SUPPLIED ENTRIES:
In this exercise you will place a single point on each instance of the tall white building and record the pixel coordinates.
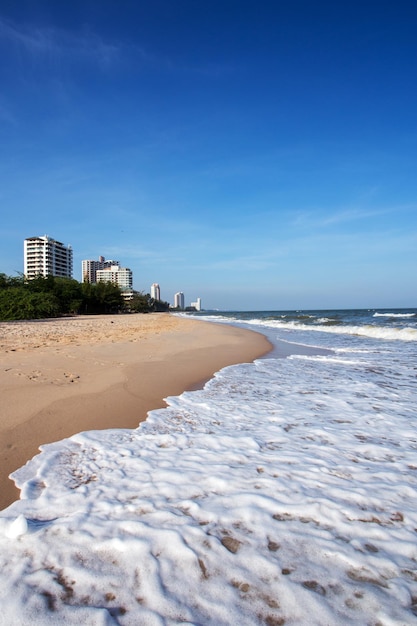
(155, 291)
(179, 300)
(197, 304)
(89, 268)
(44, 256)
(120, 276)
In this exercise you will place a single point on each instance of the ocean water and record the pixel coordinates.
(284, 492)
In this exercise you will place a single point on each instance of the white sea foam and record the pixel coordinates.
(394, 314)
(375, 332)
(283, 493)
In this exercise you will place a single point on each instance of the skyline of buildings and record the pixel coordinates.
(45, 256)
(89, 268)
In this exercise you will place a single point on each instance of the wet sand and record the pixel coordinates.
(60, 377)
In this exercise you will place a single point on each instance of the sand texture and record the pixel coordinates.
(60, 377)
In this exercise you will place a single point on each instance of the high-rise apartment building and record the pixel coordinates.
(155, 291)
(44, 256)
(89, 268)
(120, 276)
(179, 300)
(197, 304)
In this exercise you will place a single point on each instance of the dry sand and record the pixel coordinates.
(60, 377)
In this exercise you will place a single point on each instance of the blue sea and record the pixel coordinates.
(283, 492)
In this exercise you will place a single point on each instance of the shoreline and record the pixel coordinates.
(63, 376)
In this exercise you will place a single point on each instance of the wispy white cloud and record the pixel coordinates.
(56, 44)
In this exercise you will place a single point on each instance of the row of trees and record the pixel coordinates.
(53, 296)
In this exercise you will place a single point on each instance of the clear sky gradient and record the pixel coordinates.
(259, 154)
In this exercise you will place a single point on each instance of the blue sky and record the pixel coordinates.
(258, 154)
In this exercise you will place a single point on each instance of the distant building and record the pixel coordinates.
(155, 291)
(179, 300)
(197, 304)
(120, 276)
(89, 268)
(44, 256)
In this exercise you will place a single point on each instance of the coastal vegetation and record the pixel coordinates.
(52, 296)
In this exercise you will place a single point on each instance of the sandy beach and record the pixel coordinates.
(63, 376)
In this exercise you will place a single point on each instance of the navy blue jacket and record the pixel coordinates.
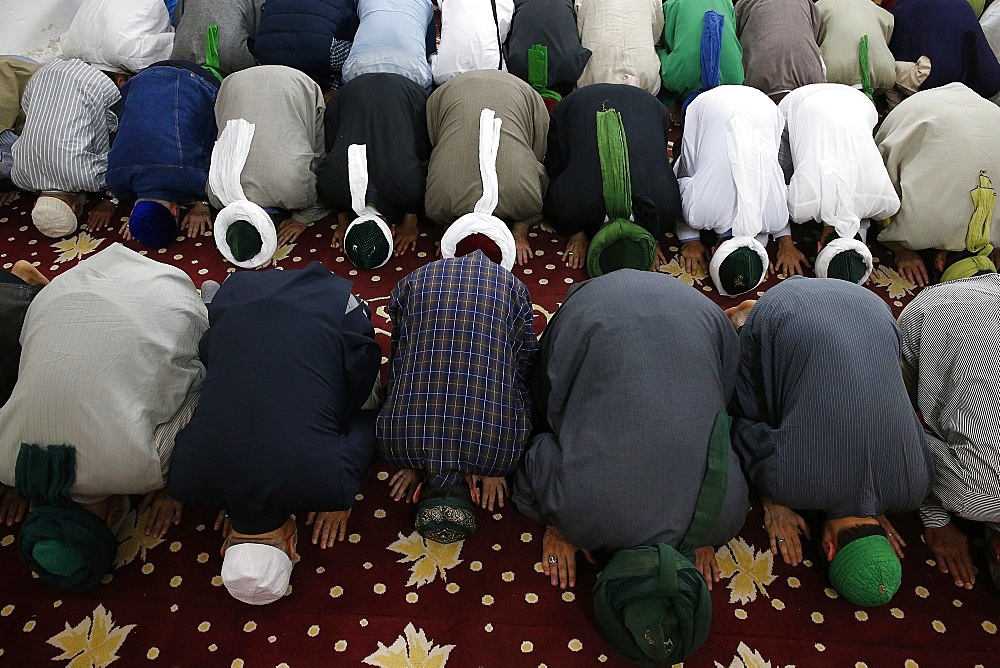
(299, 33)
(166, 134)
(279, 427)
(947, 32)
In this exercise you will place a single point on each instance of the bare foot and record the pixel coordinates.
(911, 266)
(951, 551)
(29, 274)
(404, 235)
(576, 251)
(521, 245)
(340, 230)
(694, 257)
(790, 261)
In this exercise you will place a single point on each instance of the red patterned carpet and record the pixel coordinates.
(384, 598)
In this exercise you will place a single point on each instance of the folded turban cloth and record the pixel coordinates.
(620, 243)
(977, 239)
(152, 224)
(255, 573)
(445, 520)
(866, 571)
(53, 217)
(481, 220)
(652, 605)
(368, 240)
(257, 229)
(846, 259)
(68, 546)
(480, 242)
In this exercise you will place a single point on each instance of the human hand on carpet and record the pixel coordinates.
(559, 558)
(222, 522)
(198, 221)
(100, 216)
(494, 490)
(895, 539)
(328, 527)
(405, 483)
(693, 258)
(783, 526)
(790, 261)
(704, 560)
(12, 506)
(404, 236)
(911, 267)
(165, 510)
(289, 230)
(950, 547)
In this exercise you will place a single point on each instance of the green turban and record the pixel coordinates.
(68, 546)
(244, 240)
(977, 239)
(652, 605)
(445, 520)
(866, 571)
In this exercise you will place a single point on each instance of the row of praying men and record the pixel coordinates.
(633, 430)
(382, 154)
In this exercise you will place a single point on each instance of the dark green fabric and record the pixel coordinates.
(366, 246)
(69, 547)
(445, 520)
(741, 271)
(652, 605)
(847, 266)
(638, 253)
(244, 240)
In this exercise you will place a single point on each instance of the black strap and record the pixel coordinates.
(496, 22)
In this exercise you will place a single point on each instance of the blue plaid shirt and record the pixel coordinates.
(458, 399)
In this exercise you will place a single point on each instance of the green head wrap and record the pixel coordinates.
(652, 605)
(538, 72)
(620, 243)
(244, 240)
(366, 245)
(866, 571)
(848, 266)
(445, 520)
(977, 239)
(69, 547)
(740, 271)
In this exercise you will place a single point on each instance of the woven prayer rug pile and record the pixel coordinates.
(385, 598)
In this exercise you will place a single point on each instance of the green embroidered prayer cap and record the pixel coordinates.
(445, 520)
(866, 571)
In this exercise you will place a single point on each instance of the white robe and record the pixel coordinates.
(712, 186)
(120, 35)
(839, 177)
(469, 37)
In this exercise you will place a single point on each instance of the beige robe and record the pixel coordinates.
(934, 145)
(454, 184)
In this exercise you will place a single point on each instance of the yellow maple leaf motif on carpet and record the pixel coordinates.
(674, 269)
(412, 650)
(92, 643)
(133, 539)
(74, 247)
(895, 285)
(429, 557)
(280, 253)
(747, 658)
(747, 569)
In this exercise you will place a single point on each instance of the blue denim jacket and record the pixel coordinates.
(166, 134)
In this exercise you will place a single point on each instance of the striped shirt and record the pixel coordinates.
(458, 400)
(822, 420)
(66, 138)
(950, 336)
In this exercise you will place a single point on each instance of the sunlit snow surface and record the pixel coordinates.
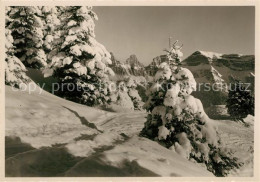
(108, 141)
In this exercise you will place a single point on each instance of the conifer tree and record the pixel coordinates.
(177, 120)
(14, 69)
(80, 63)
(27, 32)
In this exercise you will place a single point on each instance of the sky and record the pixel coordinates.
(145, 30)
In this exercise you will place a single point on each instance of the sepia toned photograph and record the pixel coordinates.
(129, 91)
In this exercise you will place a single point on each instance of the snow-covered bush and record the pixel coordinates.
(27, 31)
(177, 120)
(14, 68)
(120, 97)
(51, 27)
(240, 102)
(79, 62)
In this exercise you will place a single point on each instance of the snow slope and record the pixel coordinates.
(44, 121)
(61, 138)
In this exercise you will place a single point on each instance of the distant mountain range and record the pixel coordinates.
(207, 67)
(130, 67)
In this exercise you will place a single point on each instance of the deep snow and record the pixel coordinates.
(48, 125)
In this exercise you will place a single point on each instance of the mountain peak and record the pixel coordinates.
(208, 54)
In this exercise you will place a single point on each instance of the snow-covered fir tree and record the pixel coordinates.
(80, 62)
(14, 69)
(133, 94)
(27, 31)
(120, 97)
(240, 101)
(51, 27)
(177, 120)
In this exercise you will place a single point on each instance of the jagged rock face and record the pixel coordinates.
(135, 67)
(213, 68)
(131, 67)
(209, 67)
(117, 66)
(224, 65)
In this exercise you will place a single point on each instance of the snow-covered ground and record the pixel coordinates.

TASK PROMPT: Reproduce each line of the records exactly, and omit every picture.

FINISHED TASK:
In this exercise you will place a single point on each instance of the tall white building and record the pixel coordinates.
(155, 291)
(179, 300)
(197, 304)
(89, 268)
(44, 256)
(120, 276)
In this exercise you will place a single point on each instance of the ocean water and record the pixel coordinates.
(284, 492)
In this exercise you will place a single point on each instance of the white sea foam and record the pixel coordinates.
(394, 314)
(375, 332)
(283, 493)
In this exercise you will place a single point on each instance of the skyline of buildings and record the pixel coordinates.
(45, 256)
(89, 268)
In this exercise you will place a single point on each instance of the wet sand and record the pixel coordinates.
(60, 377)
In this exercise you will place a single point on each instance of the sand texture and record the pixel coordinates.
(60, 377)
In this exercise you will place a single point on each instance of the high-rise apartment building and record the pixel coordinates.
(155, 291)
(44, 256)
(89, 268)
(120, 276)
(179, 300)
(197, 304)
In this exercise you will place a single point on each instance of the dry sand and record the pixel coordinates.
(60, 377)
In this exercise you will place a single point on each instance of the blue sea and record the pixel coordinates.
(283, 492)
In this exercise you will place a single point on each instance of the shoreline and record the pixel coordinates.
(63, 376)
In this exercise you will place a single point on each instance of the wispy white cloud and record the pixel coordinates.
(56, 44)
In this exercise you will place a single point on each instance of the row of trees and record the pixel coordinates.
(53, 296)
In this exercise you will place a single point on each instance of the clear sky gradient and record the pixel coordinates.
(259, 154)
In this exercise you will place a single point on each instance of the blue sky and record the pixel coordinates.
(258, 154)
In this exercise you will place a single point on each instance of the distant building and record the pixel coordinates.
(155, 291)
(179, 300)
(197, 304)
(120, 276)
(89, 268)
(44, 256)
In this exercise you will place a single point on each instance of the coastal vegetation and record the pixel coordinates.
(52, 296)
In this exercise you will place a single point on each instance of the sandy beach and record the pixel coordinates.
(63, 376)
In this exercise you will place a single point on each instance of the navy blue jacket and record the pixel coordinates.
(299, 33)
(166, 134)
(279, 427)
(947, 32)
In this exercise you will place a single point on each instance of the bare foot and record the pixel coordinates.
(911, 266)
(951, 551)
(29, 274)
(404, 235)
(576, 251)
(521, 245)
(340, 230)
(694, 257)
(790, 261)
In this exercise you will place a single point on each instance of the red patterned carpet and record the pixel coordinates.
(384, 598)
In this exercise you will place a single point on each instance of the folded turban cloth and record the pixel coordinates.
(620, 243)
(977, 239)
(152, 224)
(255, 573)
(445, 520)
(866, 571)
(53, 217)
(481, 220)
(652, 605)
(368, 240)
(257, 229)
(846, 259)
(68, 546)
(480, 242)
In this exercise you will place a single point on each instance of the human hand on carpet and record the pixel coordinates.
(559, 558)
(222, 522)
(198, 221)
(100, 216)
(494, 490)
(895, 539)
(328, 527)
(405, 483)
(693, 258)
(783, 526)
(790, 261)
(704, 560)
(12, 506)
(404, 236)
(911, 267)
(165, 510)
(289, 230)
(950, 547)
In this exercise you will place a single point on each instance of the green turban and record the pixel coordinates.
(68, 546)
(244, 240)
(977, 239)
(652, 605)
(445, 520)
(866, 571)
In this exercise you will place a single point on each instance of the row of praying men and record the pixel coordinates.
(633, 430)
(382, 154)
In this exercise you will place a single point on each instance of the dark green fabric and record the pixel coordinates.
(366, 246)
(69, 547)
(445, 520)
(741, 271)
(652, 605)
(847, 266)
(638, 253)
(244, 240)
In this exercise you will place a single point on each instance of the black strap and record the pixel coordinates.
(496, 22)
In this exercise you will place a single point on each instance of the blue plaid shirt and record the pixel coordinates.
(458, 399)
In this exercise you will place a single point on each instance of the green head wrap and record the pixel coordinates.
(652, 605)
(538, 72)
(620, 243)
(244, 240)
(366, 245)
(866, 571)
(848, 266)
(445, 520)
(977, 239)
(69, 547)
(740, 271)
In this exercise you will place a single point on each instance of the woven prayer rug pile and record the pixel coordinates.
(385, 598)
In this exercise you will place a single point on each instance of the green embroidered prayer cap and record the pixel coordinates.
(445, 520)
(866, 571)
In this exercise you will place a single point on each instance of the white robe and record the pixel coordinates.
(712, 186)
(120, 35)
(839, 177)
(469, 37)
In this exercise you will place a single point on each instance of the beige robe and record the pixel coordinates.
(934, 145)
(454, 184)
In this exercise you will place a single point on each instance of the yellow maple leaf motif on carpet and record the pixel coordinates.
(674, 269)
(412, 650)
(92, 643)
(133, 539)
(74, 247)
(895, 285)
(429, 557)
(280, 253)
(747, 658)
(747, 569)
In this exercise you will place a single point on each instance of the blue denim jacket and record the pixel coordinates.
(166, 134)
In this exercise you will place a single point on each instance of the striped shirt and record the pixel coordinates.
(458, 400)
(822, 420)
(66, 138)
(950, 336)
In this exercise you will place a single point on each instance of the sunlit snow surface and record the pixel coordinates.
(108, 141)
In this exercise you will place a single point on each instance of the conifer tree and record the pixel coordinates.
(177, 120)
(14, 69)
(80, 63)
(27, 32)
In this exercise you will place a single point on each instance of the sky and record the pixel coordinates.
(145, 30)
In this exercise you will place a single point on each instance of the sepia toned photograph and record the pixel coordinates.
(129, 91)
In this exercise you will place a single point on each instance of the snow-covered bush and record the pixel coordinates.
(27, 31)
(177, 120)
(14, 68)
(120, 97)
(51, 27)
(240, 102)
(79, 62)
In this exercise you will place a single point on each instance of the snow slope and record the pixel coordinates.
(44, 121)
(61, 138)
In this exercise you will place a single point on each instance of the distant mountain range and record the pixel coordinates.
(207, 67)
(130, 67)
In this exercise you will place a single point on each instance of the deep snow and record the pixel coordinates.
(48, 125)
In this exercise you will place a single point on each instance of the mountain peak and record the pixel coordinates.
(208, 54)
In this exercise you will place a single point on each instance of the snow-covered fir tree and record the pixel coordinates.
(80, 62)
(14, 69)
(133, 94)
(27, 31)
(120, 97)
(240, 101)
(51, 27)
(177, 120)
In this exercise you will place a single point on each instance of the jagged rock face and record the pixel coordinates.
(135, 67)
(213, 68)
(131, 67)
(209, 67)
(117, 66)
(224, 65)
In this exercise you will place a single point on each instance of the snow-covered ground and record the pixel coordinates.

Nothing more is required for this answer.